*** Recorded data Section Begins ***
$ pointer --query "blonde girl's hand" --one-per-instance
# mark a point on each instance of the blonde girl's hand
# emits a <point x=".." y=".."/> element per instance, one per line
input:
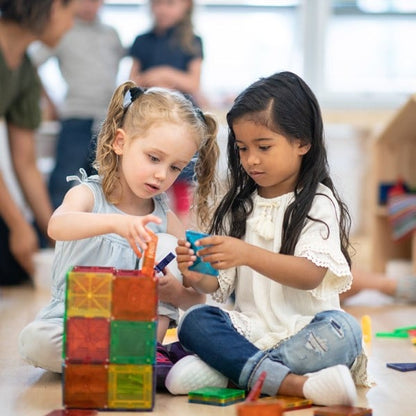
<point x="223" y="252"/>
<point x="133" y="229"/>
<point x="169" y="288"/>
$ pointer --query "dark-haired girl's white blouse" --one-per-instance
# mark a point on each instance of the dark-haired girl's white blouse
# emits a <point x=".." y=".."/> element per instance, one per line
<point x="267" y="312"/>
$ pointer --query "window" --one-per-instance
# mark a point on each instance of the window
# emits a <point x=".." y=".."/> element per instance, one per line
<point x="353" y="53"/>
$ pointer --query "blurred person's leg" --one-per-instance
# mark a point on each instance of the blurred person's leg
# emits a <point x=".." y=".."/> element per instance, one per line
<point x="11" y="273"/>
<point x="73" y="152"/>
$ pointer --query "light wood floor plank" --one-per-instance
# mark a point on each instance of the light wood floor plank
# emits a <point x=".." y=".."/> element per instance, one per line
<point x="27" y="391"/>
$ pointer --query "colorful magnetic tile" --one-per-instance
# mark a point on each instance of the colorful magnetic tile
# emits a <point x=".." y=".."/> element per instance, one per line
<point x="216" y="396"/>
<point x="87" y="340"/>
<point x="131" y="387"/>
<point x="259" y="408"/>
<point x="89" y="294"/>
<point x="134" y="297"/>
<point x="72" y="412"/>
<point x="132" y="342"/>
<point x="199" y="265"/>
<point x="85" y="386"/>
<point x="290" y="402"/>
<point x="342" y="411"/>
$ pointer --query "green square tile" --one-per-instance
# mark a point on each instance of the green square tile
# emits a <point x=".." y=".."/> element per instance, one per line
<point x="130" y="387"/>
<point x="133" y="342"/>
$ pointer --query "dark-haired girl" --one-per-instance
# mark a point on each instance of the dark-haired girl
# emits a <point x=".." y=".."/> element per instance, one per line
<point x="280" y="242"/>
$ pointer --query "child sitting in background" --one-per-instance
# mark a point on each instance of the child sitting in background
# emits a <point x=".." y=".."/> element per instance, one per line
<point x="170" y="55"/>
<point x="146" y="140"/>
<point x="280" y="242"/>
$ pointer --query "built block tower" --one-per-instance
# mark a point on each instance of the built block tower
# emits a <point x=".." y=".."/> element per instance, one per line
<point x="110" y="337"/>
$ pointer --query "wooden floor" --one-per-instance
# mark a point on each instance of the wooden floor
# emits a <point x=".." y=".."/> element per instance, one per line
<point x="28" y="391"/>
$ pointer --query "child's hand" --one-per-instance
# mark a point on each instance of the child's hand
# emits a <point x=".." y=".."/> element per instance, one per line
*** Recorded data Section Ends ***
» Task instructions
Set down exactly the lines from the start of the records through the line containing "# mark a point on each instance of the colorful", both included, and omit the pictures.

» Output for this exercise
$ pointer --query "blonde girl's hand" --one-per-instance
# mark a point on each instance of the blonde girl's hand
# emits a <point x=".." y=".."/> element per instance, one per line
input:
<point x="223" y="252"/>
<point x="133" y="229"/>
<point x="169" y="288"/>
$ pointer --query "dark-haired girl's white blouse" --one-per-instance
# mark a point on each instance of the dark-haired girl's white blouse
# emits a <point x=".." y=".."/> element per instance, one per line
<point x="267" y="312"/>
$ pointer --query "window" --one-per-instance
# mark a point on each instance of the window
# emits a <point x=".." y=".."/> element per instance, one per line
<point x="353" y="53"/>
$ pointer --query "blurred person's leg" --one-per-instance
# mark a point on each instance of the blurred person's leg
# emits a <point x=".." y=".."/> element per instance, one per line
<point x="11" y="273"/>
<point x="73" y="152"/>
$ pointer --query "light wood floor plank" --one-per-instance
# mark a point on each instance of the light wood floor plank
# emits a <point x=".." y=".."/> element per instance, one per line
<point x="27" y="391"/>
$ pointer --query "colorful magnetic tile" --one-per-instance
# mark a point on each instance of the colorful magnetic tile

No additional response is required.